Retype all the entries word for word, but omit the pictures.

-- Start of ROWS --

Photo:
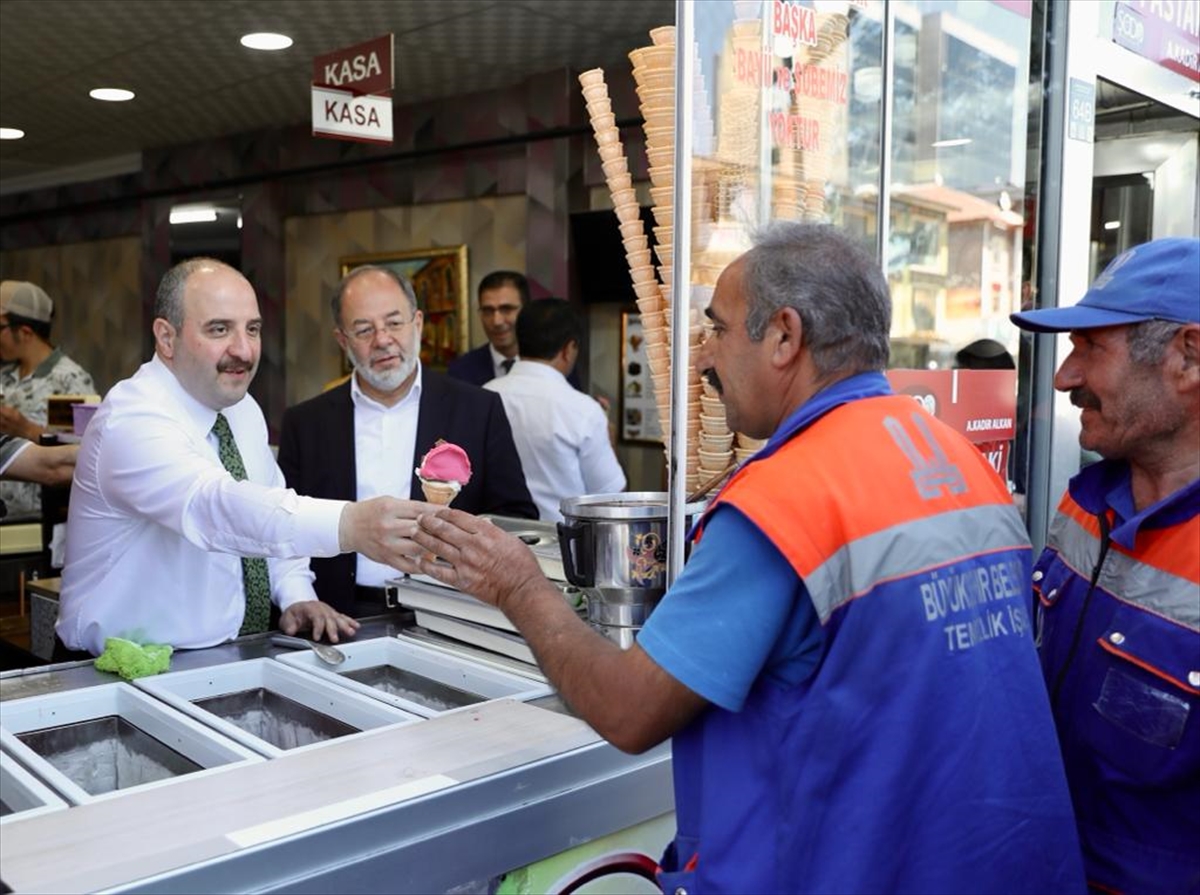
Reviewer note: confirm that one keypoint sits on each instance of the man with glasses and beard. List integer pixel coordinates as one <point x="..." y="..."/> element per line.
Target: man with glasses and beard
<point x="181" y="530"/>
<point x="366" y="437"/>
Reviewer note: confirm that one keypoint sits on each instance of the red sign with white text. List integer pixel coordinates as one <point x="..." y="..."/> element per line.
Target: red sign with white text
<point x="363" y="68"/>
<point x="979" y="403"/>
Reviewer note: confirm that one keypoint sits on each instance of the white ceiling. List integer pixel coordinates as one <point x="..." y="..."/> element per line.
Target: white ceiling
<point x="195" y="80"/>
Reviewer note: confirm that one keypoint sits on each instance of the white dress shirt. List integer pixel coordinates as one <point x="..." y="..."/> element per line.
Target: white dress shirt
<point x="562" y="437"/>
<point x="156" y="527"/>
<point x="384" y="448"/>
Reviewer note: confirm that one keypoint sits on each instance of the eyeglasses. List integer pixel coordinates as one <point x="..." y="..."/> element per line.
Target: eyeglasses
<point x="502" y="310"/>
<point x="390" y="328"/>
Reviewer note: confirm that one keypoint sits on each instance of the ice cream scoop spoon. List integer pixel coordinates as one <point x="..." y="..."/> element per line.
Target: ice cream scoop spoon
<point x="325" y="653"/>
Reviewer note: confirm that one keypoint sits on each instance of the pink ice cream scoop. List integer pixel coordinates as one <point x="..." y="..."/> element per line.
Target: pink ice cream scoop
<point x="443" y="472"/>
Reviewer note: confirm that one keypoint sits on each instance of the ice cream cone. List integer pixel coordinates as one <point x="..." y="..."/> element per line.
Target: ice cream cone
<point x="439" y="492"/>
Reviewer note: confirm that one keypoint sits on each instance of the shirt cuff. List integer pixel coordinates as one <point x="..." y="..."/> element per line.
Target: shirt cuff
<point x="317" y="522"/>
<point x="21" y="449"/>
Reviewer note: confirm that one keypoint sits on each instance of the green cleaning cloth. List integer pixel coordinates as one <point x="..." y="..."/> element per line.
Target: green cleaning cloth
<point x="133" y="660"/>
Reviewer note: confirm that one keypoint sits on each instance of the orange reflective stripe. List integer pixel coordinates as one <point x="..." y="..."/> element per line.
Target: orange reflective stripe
<point x="1107" y="646"/>
<point x="1171" y="550"/>
<point x="861" y="479"/>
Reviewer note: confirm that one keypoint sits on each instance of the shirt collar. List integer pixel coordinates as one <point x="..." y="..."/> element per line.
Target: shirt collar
<point x="861" y="385"/>
<point x="361" y="398"/>
<point x="1108" y="485"/>
<point x="538" y="370"/>
<point x="199" y="415"/>
<point x="47" y="366"/>
<point x="498" y="359"/>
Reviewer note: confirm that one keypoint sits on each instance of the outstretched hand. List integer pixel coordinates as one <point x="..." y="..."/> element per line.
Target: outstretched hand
<point x="472" y="554"/>
<point x="322" y="618"/>
<point x="381" y="528"/>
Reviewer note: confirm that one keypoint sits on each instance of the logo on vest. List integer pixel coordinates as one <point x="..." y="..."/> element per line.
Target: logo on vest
<point x="933" y="473"/>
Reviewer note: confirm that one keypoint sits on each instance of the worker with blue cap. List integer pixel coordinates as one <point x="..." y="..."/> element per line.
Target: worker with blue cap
<point x="1119" y="582"/>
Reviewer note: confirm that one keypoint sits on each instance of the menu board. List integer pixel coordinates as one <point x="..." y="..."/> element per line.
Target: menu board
<point x="639" y="413"/>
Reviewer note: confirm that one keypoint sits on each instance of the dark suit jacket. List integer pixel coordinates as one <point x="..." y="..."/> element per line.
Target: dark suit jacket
<point x="475" y="367"/>
<point x="317" y="458"/>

-- End of ROWS --

* SOLUTION FOR THIS EXERCISE:
Photo:
Reviewer note: confirm that one keypoint sits on each instance of the man with glasses and beard. List integer pixel coordinates as one <point x="..." y="..."/> element per line.
Target: man with glasses and beard
<point x="181" y="530"/>
<point x="366" y="437"/>
Reviewer note: confirm that one keypoint sits on each instance of the red sign with white text. List integer pixel coordinates as one <point x="..." y="..."/> element per line.
Target: red sign with white text
<point x="363" y="68"/>
<point x="979" y="403"/>
Reviewer note: confirm that one keypoint sits on each instance of the white ceiling. List integer pixel coordinates as one <point x="..." y="..."/> element per line.
Target: white ceiling
<point x="195" y="80"/>
Reviewer note: confirm that one keypoint sits on each instance of the white dress shirt. List integer pixel coordinates as one <point x="..." y="..."/> element per line.
Target: white dress shirt
<point x="562" y="437"/>
<point x="156" y="527"/>
<point x="384" y="448"/>
Reviewer note: confirm that one keypoint sits on each instance of the eyeglasses. List integer pixel coordinates as one <point x="..." y="..."/> element per line.
Target: eyeglasses
<point x="502" y="310"/>
<point x="390" y="328"/>
Reviewer note: confirm that one keypoint sits on each instance of the ice cream scoop spoon. List integer pixel coordinates as one <point x="..." y="..."/> element per line.
Target: ice cream scoop spoon
<point x="325" y="653"/>
Reviewer note: confirm that one keypoint sits on each instance of the pink ice cream scoop. List integer pixel coordinates as one <point x="..." y="..."/> element per line.
Target: pink ice cream scoop
<point x="443" y="472"/>
Reviewer note: confirm that one keypoint sits on each instance of the ice cream cone. List integer pixel coordinates as one <point x="..." y="..."/> element per line.
Target: ice cream cone
<point x="439" y="492"/>
Reviewer note: confirm that one keypoint sits on each instance of the shirt cuff. List integer pixel coordinates as one <point x="..." y="..."/> element per line.
Target: shirt cuff
<point x="317" y="522"/>
<point x="21" y="449"/>
Reviewer note: confirm that one keypoint sits on each instance of the green cleaning cloth. List integer pixel coordinates as one <point x="..." y="..."/> element per line.
Target: green cleaning cloth
<point x="133" y="660"/>
Reviewer note: confirm that one keypoint sits on each instance of the orange reflective stripe. List integer pixel coordinates as one <point x="..." y="..."/> element per line.
Target: orange reflective stripe
<point x="1107" y="646"/>
<point x="1171" y="550"/>
<point x="861" y="479"/>
Reviewer note: confirm that one keypoint sits on each instance of the shirt collar. List integer pixel coordinates as one <point x="..." y="..."/> element per line.
Target: shirt collar
<point x="861" y="385"/>
<point x="361" y="398"/>
<point x="1108" y="485"/>
<point x="538" y="370"/>
<point x="199" y="415"/>
<point x="47" y="366"/>
<point x="498" y="359"/>
Reviewer note: confirm that one keypoint sits on each instance of the outstretched hand. List integer pixel coordinates as one <point x="..." y="..."/> element per line.
Target: outstretched hand
<point x="472" y="554"/>
<point x="322" y="618"/>
<point x="381" y="528"/>
Reviewer note: confirm that one keypoint sits on each instance of the logo on vest. List integer pixel coordinates as one <point x="..." y="..."/> element per line.
Target: logo on vest
<point x="933" y="473"/>
Reviewer note: confirm that one keypoint sits on each instance of the worker with blue cap. List integer pixel coordinates as one <point x="..." y="..."/> element per line.
Target: worker with blue cap
<point x="1119" y="582"/>
Reviewer note: confirm that one keypoint sits on each instance of the menu board. List integer pixel coordinates as one <point x="..." y="..."/> element per line.
Target: menu board
<point x="639" y="413"/>
Reviewer note: confirm that one keypoint sits on each instance of the dark suit jacket. List integer pixel coordinates as one <point x="..." y="..."/> element per line.
Target: dark suit jacket
<point x="475" y="367"/>
<point x="317" y="458"/>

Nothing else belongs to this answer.